# Task directions
Throughout the material below, count each line in which the word "shirt" appears, then reply with the count only.

# Entries shown
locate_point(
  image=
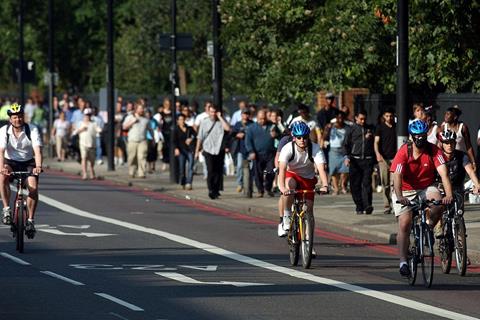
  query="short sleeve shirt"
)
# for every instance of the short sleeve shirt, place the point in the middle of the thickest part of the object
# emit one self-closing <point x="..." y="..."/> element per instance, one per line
<point x="417" y="174"/>
<point x="300" y="164"/>
<point x="21" y="148"/>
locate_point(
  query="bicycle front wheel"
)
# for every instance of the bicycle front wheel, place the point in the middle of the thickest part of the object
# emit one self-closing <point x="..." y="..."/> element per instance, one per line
<point x="412" y="257"/>
<point x="20" y="227"/>
<point x="460" y="239"/>
<point x="427" y="256"/>
<point x="294" y="241"/>
<point x="307" y="240"/>
<point x="445" y="248"/>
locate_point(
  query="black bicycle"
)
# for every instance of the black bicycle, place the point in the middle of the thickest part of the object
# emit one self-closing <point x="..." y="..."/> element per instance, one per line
<point x="420" y="249"/>
<point x="454" y="236"/>
<point x="302" y="224"/>
<point x="20" y="209"/>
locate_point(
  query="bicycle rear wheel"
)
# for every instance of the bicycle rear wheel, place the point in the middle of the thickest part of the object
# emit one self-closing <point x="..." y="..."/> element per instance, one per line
<point x="445" y="248"/>
<point x="20" y="227"/>
<point x="460" y="239"/>
<point x="427" y="256"/>
<point x="294" y="241"/>
<point x="412" y="259"/>
<point x="307" y="240"/>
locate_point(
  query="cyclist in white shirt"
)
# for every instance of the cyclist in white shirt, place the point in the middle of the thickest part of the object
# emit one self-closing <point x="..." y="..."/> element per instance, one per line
<point x="20" y="150"/>
<point x="298" y="160"/>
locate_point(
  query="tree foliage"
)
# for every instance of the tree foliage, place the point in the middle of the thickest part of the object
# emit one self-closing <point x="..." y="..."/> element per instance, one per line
<point x="275" y="50"/>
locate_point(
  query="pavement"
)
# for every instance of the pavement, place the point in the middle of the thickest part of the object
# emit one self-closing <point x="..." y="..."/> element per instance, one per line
<point x="332" y="213"/>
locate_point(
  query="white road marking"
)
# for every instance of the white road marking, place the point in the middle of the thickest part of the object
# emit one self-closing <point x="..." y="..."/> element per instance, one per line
<point x="56" y="275"/>
<point x="118" y="316"/>
<point x="262" y="264"/>
<point x="202" y="268"/>
<point x="81" y="234"/>
<point x="14" y="259"/>
<point x="119" y="301"/>
<point x="82" y="226"/>
<point x="184" y="279"/>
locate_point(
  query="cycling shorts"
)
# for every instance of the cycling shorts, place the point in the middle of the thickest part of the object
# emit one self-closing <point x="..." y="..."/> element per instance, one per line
<point x="303" y="183"/>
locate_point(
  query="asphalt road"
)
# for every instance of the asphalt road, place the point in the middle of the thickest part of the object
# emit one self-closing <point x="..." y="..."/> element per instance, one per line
<point x="109" y="252"/>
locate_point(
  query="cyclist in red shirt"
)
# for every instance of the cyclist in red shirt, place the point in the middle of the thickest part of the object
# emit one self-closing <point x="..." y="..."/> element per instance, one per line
<point x="413" y="171"/>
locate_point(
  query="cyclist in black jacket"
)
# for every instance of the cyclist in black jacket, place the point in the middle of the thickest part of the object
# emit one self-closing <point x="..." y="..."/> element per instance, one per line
<point x="360" y="158"/>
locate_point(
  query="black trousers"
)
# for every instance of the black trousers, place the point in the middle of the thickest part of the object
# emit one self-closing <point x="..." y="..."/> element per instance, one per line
<point x="361" y="182"/>
<point x="215" y="165"/>
<point x="264" y="162"/>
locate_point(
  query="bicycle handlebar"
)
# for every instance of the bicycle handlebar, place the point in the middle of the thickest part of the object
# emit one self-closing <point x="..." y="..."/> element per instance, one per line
<point x="304" y="191"/>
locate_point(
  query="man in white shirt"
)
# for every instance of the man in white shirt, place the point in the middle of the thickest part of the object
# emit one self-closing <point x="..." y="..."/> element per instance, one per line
<point x="297" y="162"/>
<point x="20" y="150"/>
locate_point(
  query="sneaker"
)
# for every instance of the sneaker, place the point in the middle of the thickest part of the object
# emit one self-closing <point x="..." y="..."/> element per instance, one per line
<point x="281" y="232"/>
<point x="404" y="270"/>
<point x="7" y="216"/>
<point x="30" y="229"/>
<point x="286" y="223"/>
<point x="369" y="210"/>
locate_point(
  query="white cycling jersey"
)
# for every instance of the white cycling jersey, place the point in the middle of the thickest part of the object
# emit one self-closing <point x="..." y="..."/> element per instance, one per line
<point x="300" y="164"/>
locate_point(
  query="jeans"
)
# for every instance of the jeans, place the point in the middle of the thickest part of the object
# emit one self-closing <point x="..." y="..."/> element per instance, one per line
<point x="98" y="151"/>
<point x="185" y="167"/>
<point x="239" y="165"/>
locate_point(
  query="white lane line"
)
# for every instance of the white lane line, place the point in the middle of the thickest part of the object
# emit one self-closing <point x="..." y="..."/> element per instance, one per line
<point x="118" y="316"/>
<point x="262" y="264"/>
<point x="119" y="301"/>
<point x="14" y="259"/>
<point x="56" y="275"/>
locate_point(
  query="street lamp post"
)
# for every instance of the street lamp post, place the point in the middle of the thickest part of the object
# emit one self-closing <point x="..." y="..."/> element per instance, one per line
<point x="402" y="71"/>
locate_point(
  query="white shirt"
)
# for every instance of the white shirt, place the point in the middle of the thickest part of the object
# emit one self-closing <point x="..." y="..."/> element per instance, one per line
<point x="20" y="149"/>
<point x="200" y="118"/>
<point x="300" y="164"/>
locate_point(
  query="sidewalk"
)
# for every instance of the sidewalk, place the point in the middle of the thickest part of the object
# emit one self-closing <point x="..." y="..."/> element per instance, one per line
<point x="336" y="213"/>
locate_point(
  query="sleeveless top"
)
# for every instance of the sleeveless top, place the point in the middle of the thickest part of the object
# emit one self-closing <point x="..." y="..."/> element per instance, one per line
<point x="460" y="145"/>
<point x="432" y="137"/>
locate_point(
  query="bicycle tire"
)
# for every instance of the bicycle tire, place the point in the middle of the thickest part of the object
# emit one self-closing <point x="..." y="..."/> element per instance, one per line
<point x="307" y="240"/>
<point x="445" y="249"/>
<point x="294" y="241"/>
<point x="460" y="239"/>
<point x="20" y="227"/>
<point x="428" y="256"/>
<point x="412" y="259"/>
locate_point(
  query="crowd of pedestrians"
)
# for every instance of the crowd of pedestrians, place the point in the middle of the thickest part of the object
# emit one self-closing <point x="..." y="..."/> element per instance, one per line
<point x="355" y="151"/>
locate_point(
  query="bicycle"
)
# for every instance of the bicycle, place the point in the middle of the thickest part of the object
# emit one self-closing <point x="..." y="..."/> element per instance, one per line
<point x="420" y="249"/>
<point x="300" y="234"/>
<point x="454" y="236"/>
<point x="20" y="210"/>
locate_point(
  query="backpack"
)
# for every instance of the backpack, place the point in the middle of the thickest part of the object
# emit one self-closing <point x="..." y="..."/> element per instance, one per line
<point x="309" y="150"/>
<point x="26" y="128"/>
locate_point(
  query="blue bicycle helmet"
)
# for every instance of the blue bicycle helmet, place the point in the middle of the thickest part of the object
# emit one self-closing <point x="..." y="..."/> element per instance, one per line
<point x="299" y="129"/>
<point x="417" y="126"/>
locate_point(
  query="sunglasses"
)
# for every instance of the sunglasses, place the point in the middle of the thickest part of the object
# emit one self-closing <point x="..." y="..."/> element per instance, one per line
<point x="305" y="137"/>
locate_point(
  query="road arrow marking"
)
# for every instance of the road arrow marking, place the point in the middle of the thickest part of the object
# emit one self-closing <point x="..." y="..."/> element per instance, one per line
<point x="184" y="279"/>
<point x="83" y="234"/>
<point x="82" y="226"/>
<point x="201" y="268"/>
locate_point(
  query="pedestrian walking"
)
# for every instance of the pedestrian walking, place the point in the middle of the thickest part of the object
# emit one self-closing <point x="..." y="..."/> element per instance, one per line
<point x="360" y="160"/>
<point x="238" y="149"/>
<point x="137" y="126"/>
<point x="60" y="133"/>
<point x="260" y="144"/>
<point x="184" y="146"/>
<point x="87" y="132"/>
<point x="385" y="149"/>
<point x="210" y="139"/>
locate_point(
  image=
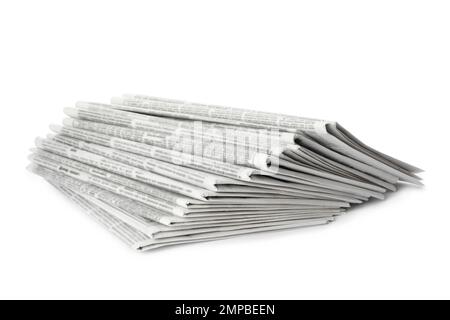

# Answer
10